The U.S. Department of Education has initiated 18 investigations into K-12 school districts, colleges, and state education departments for alleged Title IX violations linked to transgender policies. These probes, announced on January 15, 2026, target entities allowing students to compete in sports based on gender identity rather than biological sex, undermining women’s safety and equal opportunities.
The Office for Civil Rights (OCR) acted on complaints of sex discrimination, emphasizing how such policies permit biological males identifying as female to join girls’ teams, threatening fairness in education. This move aligns with the Trump Administration’s firm stance against radical gender ideology eroding Title IX protections, which prohibit sex discrimination in federally funded programs.
Assistant Secretary for Civil Rights Kimberly Richey declared: “In the same week that the Supreme Court hears oral arguments on the future of Title IX, OCR is aggressively pursuing allegations of discrimination against women and girls by entities which reportedly allow males to compete in women’s sports.” She added: “Time and again, the Trump Administration has made its position clear: violations of women’s rights, dignity, and fairness are unacceptable. We will leave no stone unturned in these investigations to uphold women’s right to equal access in education programs—a fight that started over half a century ago and is far from finished.”

**Dataset extract**
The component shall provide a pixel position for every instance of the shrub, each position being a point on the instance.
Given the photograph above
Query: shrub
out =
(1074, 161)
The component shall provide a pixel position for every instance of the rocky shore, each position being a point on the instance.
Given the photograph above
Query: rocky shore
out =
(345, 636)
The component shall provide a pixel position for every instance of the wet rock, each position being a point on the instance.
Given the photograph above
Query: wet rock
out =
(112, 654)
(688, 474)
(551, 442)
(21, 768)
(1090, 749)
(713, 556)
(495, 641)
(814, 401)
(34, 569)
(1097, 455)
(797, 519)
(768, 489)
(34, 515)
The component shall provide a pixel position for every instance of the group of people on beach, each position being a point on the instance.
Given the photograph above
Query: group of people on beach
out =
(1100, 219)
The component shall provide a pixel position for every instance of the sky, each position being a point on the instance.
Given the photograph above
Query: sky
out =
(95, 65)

**To do**
a) Answer these questions from the article on the Title IX investigations:
(i) How many investigations has the U.S. Department of Education initiated?
(ii) Which office acted on complaints of sex discrimination?
(iii) What is Kimberly Richey's title?
b) Print the part of the Title IX article that opens with the words containing "The U.S. Department" and closes with "federally funded programs.".
c) Carry on the article about the Title IX investigations from the point where it stops.
The entries play no part in this work.

**Expected results**
a)
(i) 18
(ii) The Office for Civil Rights (OCR)
(iii) Assistant Secretary for Civil Rights

b)
The U.S. Department of Education has initiated 18 investigations into K-12 school districts, colleges, and state education departments for alleged Title IX violations linked to transgender policies. These probes, announced on January 15, 2026, target entities allowing students to compete in sports based on gender identity rather than biological sex, undermining women’s safety and equal opportunities.
The Office for Civil Rights (OCR) acted on complaints of sex discrimination, emphasizing how such policies permit biological males identifying as female to join girls’ teams, threatening fairness in education. This move aligns with the Trump Administration’s firm stance against radical gender ideology eroding Title IX protections, which prohibit sex discrimination in federally funded programs.

c)
The investigations span ten states and include: Jurupa School District (CA), Placentia-Yorba School District (CA), Santa Monica College (CA), Santa Rosa Junior College (CA), Waterbury Public Schools (CT), Hawaii State Department of Education (HI), Regional School Unit 19 (ME), Regional School Unit 57 (ME), Foxborough Public Schools (MA), University of Nevada–Reno (NV), Bellmore-Merrick Central High School District (NY), New York City Department of Education (NY), Great Valley School District (PA), Champlain Valley School District (VT), Cheney Public Schools (WA), Sultan School District No. 311 (WA), Tacoma Public Schools (WA), and Vancouver Public Schools (WA).